WHAT IS NEEDED
Copy every line of the data that includes the string "person".

── DATA FOR PROCESSING ──

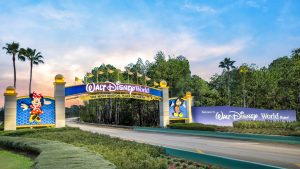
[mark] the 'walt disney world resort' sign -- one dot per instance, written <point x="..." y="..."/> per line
<point x="226" y="115"/>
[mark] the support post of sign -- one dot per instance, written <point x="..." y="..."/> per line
<point x="59" y="95"/>
<point x="164" y="117"/>
<point x="10" y="108"/>
<point x="190" y="103"/>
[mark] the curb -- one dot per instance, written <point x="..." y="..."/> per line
<point x="225" y="135"/>
<point x="221" y="161"/>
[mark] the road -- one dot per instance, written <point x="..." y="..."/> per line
<point x="277" y="154"/>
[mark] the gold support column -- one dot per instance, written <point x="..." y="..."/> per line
<point x="59" y="95"/>
<point x="10" y="108"/>
<point x="190" y="103"/>
<point x="164" y="117"/>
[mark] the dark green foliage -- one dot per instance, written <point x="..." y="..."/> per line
<point x="193" y="126"/>
<point x="53" y="154"/>
<point x="124" y="154"/>
<point x="266" y="125"/>
<point x="11" y="160"/>
<point x="272" y="87"/>
<point x="1" y="114"/>
<point x="73" y="111"/>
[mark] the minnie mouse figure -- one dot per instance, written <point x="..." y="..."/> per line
<point x="37" y="101"/>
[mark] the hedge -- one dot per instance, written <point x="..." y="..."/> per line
<point x="56" y="155"/>
<point x="193" y="126"/>
<point x="267" y="125"/>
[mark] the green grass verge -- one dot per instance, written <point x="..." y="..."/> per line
<point x="193" y="126"/>
<point x="124" y="154"/>
<point x="10" y="160"/>
<point x="285" y="125"/>
<point x="56" y="155"/>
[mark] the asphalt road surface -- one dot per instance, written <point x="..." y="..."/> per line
<point x="277" y="154"/>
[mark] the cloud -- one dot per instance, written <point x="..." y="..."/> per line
<point x="200" y="8"/>
<point x="110" y="40"/>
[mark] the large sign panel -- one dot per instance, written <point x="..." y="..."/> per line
<point x="226" y="115"/>
<point x="35" y="110"/>
<point x="121" y="90"/>
<point x="178" y="109"/>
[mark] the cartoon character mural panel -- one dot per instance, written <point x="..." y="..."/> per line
<point x="178" y="108"/>
<point x="35" y="110"/>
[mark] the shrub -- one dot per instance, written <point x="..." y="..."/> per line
<point x="266" y="125"/>
<point x="193" y="126"/>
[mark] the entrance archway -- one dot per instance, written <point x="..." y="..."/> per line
<point x="105" y="90"/>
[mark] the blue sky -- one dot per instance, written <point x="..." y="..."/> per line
<point x="75" y="36"/>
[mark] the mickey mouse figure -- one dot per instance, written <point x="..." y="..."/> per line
<point x="37" y="101"/>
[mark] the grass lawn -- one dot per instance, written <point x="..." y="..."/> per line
<point x="124" y="154"/>
<point x="10" y="160"/>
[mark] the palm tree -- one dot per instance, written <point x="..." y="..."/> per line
<point x="227" y="64"/>
<point x="13" y="49"/>
<point x="243" y="71"/>
<point x="34" y="57"/>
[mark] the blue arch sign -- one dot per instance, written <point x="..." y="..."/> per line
<point x="105" y="87"/>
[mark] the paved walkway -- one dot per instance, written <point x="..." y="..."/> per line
<point x="282" y="155"/>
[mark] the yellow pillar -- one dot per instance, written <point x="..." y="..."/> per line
<point x="10" y="108"/>
<point x="190" y="103"/>
<point x="164" y="117"/>
<point x="59" y="95"/>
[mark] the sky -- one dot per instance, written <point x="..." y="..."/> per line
<point x="76" y="35"/>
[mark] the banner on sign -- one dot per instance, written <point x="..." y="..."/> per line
<point x="118" y="95"/>
<point x="226" y="115"/>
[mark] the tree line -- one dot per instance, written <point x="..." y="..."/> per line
<point x="23" y="54"/>
<point x="276" y="86"/>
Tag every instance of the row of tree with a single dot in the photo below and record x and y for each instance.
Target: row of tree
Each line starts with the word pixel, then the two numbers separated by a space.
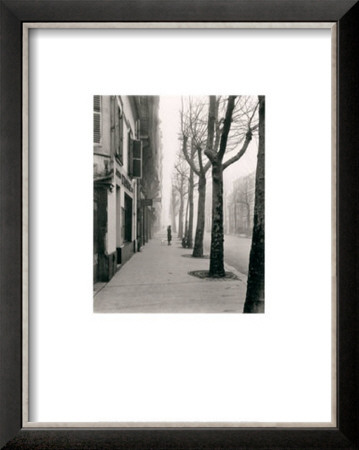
pixel 215 133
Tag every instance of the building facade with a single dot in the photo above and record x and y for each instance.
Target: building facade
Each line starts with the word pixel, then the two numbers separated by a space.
pixel 127 155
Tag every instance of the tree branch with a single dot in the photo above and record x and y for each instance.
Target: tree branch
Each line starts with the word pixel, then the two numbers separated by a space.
pixel 241 151
pixel 210 132
pixel 226 126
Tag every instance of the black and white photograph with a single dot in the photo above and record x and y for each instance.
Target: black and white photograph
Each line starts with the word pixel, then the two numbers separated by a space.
pixel 178 204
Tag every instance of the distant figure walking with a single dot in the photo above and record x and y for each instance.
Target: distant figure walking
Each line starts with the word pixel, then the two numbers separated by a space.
pixel 169 235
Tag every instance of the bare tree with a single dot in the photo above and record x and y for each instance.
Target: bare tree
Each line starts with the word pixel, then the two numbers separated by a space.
pixel 194 127
pixel 219 140
pixel 241 204
pixel 255 286
pixel 179 183
pixel 174 208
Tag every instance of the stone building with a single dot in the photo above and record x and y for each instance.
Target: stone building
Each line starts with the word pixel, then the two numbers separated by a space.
pixel 127 178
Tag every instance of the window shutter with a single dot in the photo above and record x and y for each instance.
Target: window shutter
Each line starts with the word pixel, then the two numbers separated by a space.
pixel 137 159
pixel 97 119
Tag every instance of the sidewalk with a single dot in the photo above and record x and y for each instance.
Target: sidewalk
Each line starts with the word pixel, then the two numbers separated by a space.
pixel 156 280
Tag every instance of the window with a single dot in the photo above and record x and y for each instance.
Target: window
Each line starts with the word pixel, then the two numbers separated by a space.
pixel 128 219
pixel 119 134
pixel 97 119
pixel 129 152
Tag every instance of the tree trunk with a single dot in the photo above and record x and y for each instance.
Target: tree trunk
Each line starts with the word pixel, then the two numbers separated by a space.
pixel 180 219
pixel 190 213
pixel 255 286
pixel 216 267
pixel 198 243
pixel 173 211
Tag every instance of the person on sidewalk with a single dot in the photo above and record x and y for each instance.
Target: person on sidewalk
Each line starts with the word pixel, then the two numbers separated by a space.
pixel 169 235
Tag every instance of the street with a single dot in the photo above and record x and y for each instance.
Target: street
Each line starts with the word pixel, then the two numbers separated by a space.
pixel 157 280
pixel 236 251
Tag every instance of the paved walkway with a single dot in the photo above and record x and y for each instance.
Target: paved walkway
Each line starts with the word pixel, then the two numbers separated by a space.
pixel 156 280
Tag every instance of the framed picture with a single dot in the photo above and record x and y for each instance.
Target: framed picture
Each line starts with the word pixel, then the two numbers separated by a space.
pixel 166 92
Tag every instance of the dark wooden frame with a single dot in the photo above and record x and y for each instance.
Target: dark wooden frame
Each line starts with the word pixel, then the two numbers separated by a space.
pixel 12 14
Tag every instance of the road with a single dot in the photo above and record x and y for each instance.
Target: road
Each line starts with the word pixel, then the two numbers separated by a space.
pixel 236 251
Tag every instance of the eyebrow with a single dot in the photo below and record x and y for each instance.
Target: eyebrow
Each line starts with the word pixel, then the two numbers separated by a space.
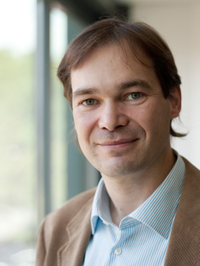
pixel 121 86
pixel 134 83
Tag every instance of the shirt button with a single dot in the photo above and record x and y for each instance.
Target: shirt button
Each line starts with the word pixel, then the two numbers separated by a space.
pixel 118 251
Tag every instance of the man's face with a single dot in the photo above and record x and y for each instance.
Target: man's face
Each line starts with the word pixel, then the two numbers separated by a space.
pixel 121 116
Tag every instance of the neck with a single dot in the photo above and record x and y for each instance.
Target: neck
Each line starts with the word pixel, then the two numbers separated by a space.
pixel 128 192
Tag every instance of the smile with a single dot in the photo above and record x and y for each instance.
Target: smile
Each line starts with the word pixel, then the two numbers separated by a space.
pixel 117 144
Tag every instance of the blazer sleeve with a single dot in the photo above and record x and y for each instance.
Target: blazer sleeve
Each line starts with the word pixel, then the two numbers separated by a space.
pixel 40 249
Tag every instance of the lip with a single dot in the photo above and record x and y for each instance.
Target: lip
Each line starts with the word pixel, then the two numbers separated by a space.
pixel 117 143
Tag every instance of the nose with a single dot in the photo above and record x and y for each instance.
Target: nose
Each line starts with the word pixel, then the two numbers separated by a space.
pixel 112 116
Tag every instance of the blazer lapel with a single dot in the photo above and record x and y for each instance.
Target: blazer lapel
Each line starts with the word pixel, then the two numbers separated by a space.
pixel 184 244
pixel 79 232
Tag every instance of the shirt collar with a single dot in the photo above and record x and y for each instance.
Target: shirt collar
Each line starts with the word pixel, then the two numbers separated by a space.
pixel 157 212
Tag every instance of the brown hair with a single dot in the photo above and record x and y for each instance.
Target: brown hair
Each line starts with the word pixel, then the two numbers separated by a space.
pixel 136 35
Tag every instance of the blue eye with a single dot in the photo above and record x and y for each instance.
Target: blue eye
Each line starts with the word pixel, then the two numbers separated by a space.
pixel 135 95
pixel 89 102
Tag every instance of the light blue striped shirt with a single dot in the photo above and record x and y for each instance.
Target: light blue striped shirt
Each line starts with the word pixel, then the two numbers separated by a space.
pixel 143 236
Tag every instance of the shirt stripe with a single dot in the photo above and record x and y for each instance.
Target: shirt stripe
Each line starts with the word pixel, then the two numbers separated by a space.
pixel 143 236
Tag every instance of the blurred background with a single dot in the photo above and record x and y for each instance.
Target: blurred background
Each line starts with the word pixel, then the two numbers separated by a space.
pixel 40 168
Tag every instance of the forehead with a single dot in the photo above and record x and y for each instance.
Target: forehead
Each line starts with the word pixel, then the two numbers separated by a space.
pixel 110 65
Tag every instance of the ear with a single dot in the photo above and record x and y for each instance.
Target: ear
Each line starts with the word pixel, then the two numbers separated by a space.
pixel 175 102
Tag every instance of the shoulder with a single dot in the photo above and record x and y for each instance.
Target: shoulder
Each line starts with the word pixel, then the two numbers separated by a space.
pixel 53 228
pixel 68 211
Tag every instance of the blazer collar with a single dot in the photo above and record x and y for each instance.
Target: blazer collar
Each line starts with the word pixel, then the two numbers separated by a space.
pixel 79 232
pixel 184 243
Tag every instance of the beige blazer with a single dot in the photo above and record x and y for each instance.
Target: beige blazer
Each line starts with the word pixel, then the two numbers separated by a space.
pixel 65 233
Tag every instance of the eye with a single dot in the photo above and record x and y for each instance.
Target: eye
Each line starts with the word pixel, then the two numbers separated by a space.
pixel 89 102
pixel 134 96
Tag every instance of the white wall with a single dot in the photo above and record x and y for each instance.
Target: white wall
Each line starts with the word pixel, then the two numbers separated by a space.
pixel 179 24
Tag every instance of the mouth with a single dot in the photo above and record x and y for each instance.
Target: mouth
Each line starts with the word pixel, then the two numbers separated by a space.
pixel 117 143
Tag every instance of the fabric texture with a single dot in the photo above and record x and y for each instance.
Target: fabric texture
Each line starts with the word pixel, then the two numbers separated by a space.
pixel 142 236
pixel 65 233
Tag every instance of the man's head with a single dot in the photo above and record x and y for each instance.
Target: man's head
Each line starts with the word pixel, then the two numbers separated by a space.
pixel 142 42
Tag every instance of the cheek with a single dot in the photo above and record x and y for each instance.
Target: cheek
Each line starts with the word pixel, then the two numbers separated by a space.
pixel 84 124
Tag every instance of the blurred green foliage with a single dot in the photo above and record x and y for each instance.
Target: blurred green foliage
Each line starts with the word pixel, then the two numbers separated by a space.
pixel 17 133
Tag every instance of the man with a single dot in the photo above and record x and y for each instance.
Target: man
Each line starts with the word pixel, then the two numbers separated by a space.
pixel 123 87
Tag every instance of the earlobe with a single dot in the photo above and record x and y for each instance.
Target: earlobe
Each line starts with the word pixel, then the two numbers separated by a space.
pixel 175 102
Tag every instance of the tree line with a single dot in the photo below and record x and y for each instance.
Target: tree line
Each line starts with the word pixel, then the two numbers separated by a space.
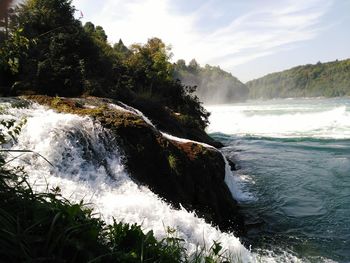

───

RESULT
Tag every instance of the person on sidewalk with a single dot in the photo above and record x and y for each instance.
Target: person on sidewalk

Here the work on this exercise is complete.